- [Prompt]
I would like you to restate each record word for word.

#####

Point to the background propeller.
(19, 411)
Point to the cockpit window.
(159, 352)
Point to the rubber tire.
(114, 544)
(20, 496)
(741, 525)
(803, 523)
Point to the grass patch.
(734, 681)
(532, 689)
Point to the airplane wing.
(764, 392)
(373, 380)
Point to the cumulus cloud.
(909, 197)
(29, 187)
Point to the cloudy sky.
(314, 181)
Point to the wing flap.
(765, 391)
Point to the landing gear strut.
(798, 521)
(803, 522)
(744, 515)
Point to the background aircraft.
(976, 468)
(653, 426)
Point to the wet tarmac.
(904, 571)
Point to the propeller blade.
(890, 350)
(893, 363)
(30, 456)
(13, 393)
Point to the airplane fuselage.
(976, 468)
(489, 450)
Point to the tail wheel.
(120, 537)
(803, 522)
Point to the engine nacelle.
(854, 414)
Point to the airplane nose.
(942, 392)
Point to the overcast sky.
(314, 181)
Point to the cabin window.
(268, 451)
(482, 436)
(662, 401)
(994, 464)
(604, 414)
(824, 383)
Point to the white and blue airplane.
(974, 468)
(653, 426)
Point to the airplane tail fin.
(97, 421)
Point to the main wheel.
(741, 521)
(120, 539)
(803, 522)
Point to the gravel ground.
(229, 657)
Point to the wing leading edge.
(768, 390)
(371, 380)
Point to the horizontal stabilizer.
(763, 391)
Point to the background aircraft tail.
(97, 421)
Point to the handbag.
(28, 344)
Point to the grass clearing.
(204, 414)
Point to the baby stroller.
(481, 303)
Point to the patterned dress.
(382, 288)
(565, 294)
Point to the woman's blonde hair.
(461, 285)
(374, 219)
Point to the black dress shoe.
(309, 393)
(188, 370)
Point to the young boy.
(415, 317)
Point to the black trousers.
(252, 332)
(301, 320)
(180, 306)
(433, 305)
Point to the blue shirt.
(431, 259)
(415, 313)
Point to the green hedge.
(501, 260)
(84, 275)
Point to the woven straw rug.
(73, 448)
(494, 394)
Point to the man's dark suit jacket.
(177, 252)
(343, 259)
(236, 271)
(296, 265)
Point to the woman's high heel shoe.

#####

- [Your solution]
Point to the background propeller.
(19, 411)
Point to the cockpit window.
(159, 352)
Point to the rubber tire.
(114, 544)
(20, 496)
(741, 525)
(803, 523)
Point to the grass patch.
(734, 681)
(532, 689)
Point to the airplane wing.
(764, 392)
(373, 380)
Point to the cumulus cloud.
(909, 197)
(29, 187)
Point to the cloudy sky.
(314, 181)
Point to the wing flap.
(765, 391)
Point to the landing gear strut.
(798, 521)
(803, 522)
(744, 515)
Point to the background aircraft.
(976, 468)
(653, 426)
Point to the wet tarmac.
(904, 571)
Point to the propeller blade.
(890, 350)
(893, 363)
(30, 456)
(13, 393)
Point to the airplane fuselage.
(976, 468)
(489, 450)
Point to the tail wheel.
(120, 537)
(803, 522)
Point to the engine nacelle.
(854, 414)
Point to the airplane nose.
(942, 392)
Point to the overcast sky.
(314, 181)
Point to the cabin window.
(268, 451)
(482, 436)
(662, 401)
(994, 464)
(604, 414)
(824, 383)
Point to the white and blue airplane.
(974, 468)
(653, 426)
Point to the airplane tail fin.
(97, 421)
Point to the main wheel.
(741, 521)
(120, 539)
(803, 522)
Point to the gravel ground.
(229, 657)
Point to the wing leading edge.
(768, 390)
(371, 380)
Point to the horizontal stabilizer.
(763, 391)
Point to the background aircraft tail.
(97, 421)
Point to the handbag.
(28, 344)
Point to the grass clearing.
(204, 414)
Point to the baby stroller.
(481, 303)
Point to the patterned dress.
(382, 288)
(565, 294)
Point to the woman's blonde hair.
(461, 285)
(374, 219)
Point to the black dress shoe.
(309, 393)
(188, 370)
Point to the young boy.
(415, 317)
Point to the black trousers.
(252, 332)
(301, 320)
(180, 306)
(433, 305)
Point to the blue shirt.
(431, 259)
(415, 313)
Point to the green hedge.
(501, 260)
(84, 275)
Point to the woven straw rug.
(73, 448)
(494, 394)
Point to the man's dark suit jacket.
(177, 252)
(343, 259)
(236, 271)
(296, 265)
Point to the woman's high heel shoe.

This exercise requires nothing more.